[START OF Extracted information]
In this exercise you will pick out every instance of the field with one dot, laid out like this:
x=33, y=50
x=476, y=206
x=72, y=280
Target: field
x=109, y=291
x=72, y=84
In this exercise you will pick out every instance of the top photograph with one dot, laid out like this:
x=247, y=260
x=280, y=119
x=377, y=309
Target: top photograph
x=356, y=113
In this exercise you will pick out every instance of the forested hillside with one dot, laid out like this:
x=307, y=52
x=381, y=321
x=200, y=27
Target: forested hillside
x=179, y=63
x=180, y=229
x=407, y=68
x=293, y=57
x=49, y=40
[END OF Extracted information]
[START OF Extracted information]
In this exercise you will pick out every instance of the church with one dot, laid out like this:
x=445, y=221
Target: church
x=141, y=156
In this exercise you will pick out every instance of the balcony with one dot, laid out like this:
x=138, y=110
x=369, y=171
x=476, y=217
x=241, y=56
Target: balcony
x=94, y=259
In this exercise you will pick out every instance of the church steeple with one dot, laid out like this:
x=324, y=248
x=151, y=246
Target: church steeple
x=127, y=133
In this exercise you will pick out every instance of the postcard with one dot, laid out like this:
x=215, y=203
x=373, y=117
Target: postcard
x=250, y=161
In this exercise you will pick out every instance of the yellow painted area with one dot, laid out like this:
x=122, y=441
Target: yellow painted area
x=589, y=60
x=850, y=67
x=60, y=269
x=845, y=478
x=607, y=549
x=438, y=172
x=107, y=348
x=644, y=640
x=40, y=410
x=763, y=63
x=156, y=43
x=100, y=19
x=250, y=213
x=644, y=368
[END OF Extracted information]
[START OF Extracted information]
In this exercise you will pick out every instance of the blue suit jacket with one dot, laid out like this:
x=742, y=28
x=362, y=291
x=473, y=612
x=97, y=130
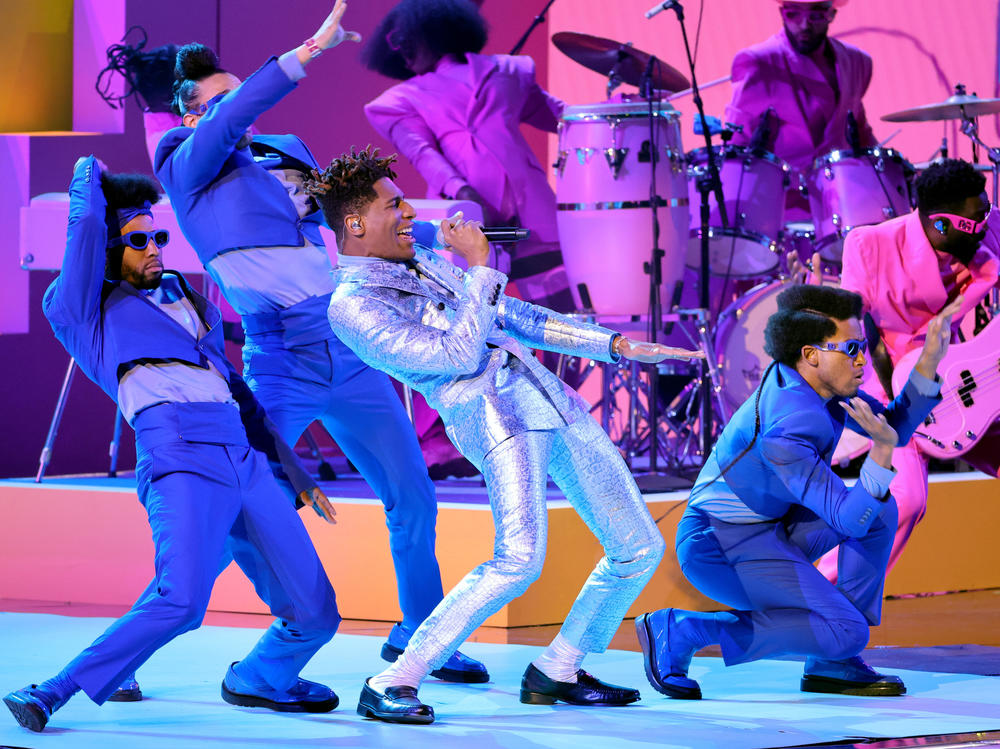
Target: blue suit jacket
[END OF Extracted information]
* Task:
Return, without any alteration, the lines of the records running from the line containing "of the yellow" through the line containing "x=644, y=368", both of these lines included.

* Result of this task:
In this exercise you will pick out every instance of the yellow painted area with one dot, laid out like this:
x=122, y=441
Target: yellow painted area
x=589, y=60
x=850, y=67
x=60, y=269
x=845, y=478
x=607, y=549
x=438, y=172
x=107, y=348
x=644, y=640
x=40, y=410
x=763, y=63
x=156, y=43
x=100, y=19
x=250, y=213
x=644, y=368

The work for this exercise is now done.